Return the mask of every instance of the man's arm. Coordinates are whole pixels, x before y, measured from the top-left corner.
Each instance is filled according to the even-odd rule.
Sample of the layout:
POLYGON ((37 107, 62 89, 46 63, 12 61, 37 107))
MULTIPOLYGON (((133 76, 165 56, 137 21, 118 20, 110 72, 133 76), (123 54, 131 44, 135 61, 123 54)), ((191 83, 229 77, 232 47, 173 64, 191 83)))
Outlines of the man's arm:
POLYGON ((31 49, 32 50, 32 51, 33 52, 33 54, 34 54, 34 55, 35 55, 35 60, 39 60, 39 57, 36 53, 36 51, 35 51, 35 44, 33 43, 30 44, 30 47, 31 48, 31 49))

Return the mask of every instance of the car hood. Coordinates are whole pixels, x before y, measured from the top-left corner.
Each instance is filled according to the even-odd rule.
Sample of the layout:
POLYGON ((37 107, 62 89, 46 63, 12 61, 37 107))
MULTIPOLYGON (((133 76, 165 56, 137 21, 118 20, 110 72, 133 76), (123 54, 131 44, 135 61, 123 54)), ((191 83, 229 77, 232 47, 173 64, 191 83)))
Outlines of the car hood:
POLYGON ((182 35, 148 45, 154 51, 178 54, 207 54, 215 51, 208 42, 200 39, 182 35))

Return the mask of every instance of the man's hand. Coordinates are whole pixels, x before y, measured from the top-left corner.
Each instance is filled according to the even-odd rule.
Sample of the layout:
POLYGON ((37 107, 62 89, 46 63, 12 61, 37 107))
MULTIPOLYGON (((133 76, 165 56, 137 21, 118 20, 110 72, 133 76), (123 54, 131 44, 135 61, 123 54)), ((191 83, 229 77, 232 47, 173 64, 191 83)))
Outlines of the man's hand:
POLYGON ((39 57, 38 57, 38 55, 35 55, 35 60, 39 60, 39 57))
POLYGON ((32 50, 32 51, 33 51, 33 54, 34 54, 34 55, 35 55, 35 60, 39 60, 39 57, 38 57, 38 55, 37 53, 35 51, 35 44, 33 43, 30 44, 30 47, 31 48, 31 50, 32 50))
──────────────────────────────
# Task to carry out
Reproduce the items word for word from the line containing "Return the mask of every instance of the man's hand." through the last line of the items, including both of those lines.

# Task result
Return the mask of every instance of the man's hand. Coordinates are whole pixels, x before y, measured from the top-left corner.
Each instance is filled according to the even-odd rule.
Sample of the layout:
POLYGON ((37 107, 62 89, 46 63, 12 61, 37 107))
MULTIPOLYGON (((133 76, 165 56, 137 21, 118 20, 110 72, 133 76), (123 54, 131 44, 135 61, 123 54)), ((191 83, 229 77, 232 47, 173 64, 191 83)))
Outlines of the man's hand:
POLYGON ((39 57, 38 57, 38 55, 35 55, 35 60, 39 60, 39 57))
POLYGON ((32 50, 32 51, 33 51, 33 54, 34 54, 34 55, 35 55, 35 60, 39 60, 39 57, 38 57, 38 55, 37 53, 35 51, 35 44, 33 43, 30 44, 30 47, 31 48, 31 50, 32 50))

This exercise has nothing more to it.